**DIRECTIVE:** Copy out the records from the line with "Localize woman's arm." up to and including the line with "602;0;806;531", switching "pink lip" to "red lip" and leaving everything else unchanged.

──────── MATERIALS PROVIDED

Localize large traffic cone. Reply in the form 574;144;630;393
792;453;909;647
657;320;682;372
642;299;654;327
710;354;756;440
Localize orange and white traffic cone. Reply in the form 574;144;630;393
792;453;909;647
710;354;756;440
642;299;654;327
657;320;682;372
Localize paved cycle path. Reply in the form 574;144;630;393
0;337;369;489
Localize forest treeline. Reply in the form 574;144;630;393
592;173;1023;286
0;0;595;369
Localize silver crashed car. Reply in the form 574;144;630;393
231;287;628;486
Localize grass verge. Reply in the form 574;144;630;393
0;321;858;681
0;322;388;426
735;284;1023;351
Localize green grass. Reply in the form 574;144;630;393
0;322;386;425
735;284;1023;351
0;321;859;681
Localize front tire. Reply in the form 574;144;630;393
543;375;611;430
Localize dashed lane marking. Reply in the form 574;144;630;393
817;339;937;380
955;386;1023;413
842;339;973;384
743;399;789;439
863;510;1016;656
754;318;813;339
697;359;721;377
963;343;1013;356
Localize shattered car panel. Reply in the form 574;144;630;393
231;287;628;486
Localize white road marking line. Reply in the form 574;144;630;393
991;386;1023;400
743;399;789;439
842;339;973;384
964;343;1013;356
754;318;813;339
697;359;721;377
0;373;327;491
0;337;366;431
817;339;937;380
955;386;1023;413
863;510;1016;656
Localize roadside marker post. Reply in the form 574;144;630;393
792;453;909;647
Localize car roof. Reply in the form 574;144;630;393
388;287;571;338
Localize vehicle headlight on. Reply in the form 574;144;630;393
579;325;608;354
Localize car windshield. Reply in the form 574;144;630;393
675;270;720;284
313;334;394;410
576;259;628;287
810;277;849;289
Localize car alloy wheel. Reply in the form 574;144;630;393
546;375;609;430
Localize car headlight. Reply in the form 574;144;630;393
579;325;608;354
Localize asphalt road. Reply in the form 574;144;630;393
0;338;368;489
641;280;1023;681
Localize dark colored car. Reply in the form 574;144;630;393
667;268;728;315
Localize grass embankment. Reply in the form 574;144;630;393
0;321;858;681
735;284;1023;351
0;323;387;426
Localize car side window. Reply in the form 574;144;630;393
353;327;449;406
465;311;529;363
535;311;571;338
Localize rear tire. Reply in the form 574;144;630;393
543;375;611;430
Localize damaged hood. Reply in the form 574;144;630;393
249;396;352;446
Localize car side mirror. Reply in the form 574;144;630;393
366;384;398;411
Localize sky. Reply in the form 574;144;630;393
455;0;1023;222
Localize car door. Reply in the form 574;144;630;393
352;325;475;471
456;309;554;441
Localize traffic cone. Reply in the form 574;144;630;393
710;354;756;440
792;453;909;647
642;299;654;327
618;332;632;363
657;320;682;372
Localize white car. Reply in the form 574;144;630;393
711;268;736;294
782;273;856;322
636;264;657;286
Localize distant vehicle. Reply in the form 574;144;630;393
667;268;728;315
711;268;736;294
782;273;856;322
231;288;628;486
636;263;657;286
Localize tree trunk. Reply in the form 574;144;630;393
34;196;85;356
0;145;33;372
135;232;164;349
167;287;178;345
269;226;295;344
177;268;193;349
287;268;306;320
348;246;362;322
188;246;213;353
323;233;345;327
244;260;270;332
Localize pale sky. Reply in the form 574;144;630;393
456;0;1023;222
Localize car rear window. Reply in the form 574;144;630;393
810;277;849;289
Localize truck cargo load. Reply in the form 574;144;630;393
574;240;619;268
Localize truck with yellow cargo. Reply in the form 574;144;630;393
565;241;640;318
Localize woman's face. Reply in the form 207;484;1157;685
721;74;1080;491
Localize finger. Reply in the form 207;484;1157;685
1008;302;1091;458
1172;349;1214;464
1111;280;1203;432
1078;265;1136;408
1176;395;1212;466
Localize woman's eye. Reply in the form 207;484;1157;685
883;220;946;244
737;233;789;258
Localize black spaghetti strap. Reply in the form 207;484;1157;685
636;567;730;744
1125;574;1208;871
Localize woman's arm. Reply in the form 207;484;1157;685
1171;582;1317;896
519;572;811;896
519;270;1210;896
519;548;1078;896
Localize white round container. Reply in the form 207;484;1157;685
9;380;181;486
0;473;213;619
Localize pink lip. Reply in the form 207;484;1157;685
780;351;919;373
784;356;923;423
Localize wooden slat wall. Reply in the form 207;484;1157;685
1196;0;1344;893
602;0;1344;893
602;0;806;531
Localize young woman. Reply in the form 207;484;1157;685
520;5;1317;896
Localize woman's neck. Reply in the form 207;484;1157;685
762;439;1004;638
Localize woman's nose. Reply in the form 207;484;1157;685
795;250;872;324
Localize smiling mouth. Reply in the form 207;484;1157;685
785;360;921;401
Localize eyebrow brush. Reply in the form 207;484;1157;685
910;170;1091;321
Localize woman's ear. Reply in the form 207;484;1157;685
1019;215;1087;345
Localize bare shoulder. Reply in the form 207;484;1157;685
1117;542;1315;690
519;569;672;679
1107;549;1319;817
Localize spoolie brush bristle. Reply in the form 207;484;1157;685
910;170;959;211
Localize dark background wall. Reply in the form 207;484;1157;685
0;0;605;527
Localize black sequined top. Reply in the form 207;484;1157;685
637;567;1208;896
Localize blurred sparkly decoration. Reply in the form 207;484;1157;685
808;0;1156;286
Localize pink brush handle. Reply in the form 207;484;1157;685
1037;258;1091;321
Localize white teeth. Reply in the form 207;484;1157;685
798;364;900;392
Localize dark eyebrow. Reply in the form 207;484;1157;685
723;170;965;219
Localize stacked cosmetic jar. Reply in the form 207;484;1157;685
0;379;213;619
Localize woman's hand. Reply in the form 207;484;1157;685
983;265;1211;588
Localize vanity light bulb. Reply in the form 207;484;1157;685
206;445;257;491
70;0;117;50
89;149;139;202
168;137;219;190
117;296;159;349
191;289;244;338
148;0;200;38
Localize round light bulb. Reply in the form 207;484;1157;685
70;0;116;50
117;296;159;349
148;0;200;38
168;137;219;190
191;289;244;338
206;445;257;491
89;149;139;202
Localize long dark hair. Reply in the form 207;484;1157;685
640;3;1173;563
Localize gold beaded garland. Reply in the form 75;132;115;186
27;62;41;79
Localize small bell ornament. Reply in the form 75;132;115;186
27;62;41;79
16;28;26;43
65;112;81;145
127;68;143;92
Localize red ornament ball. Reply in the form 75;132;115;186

────────────────

**EXPECTED ANSWER:**
Localize woman's arm. Reply in the form 207;484;1157;685
1171;582;1317;896
519;572;811;896
519;270;1210;896
519;548;1078;896
Localize white round container. Reply in the form 207;484;1157;685
9;380;181;486
0;473;213;619
Localize red lip. Reply in the form 207;484;1157;685
780;351;919;373
784;356;923;423
Localize wooden slat wall. Reply in the form 207;484;1157;685
1196;0;1344;893
602;0;1344;893
602;0;806;531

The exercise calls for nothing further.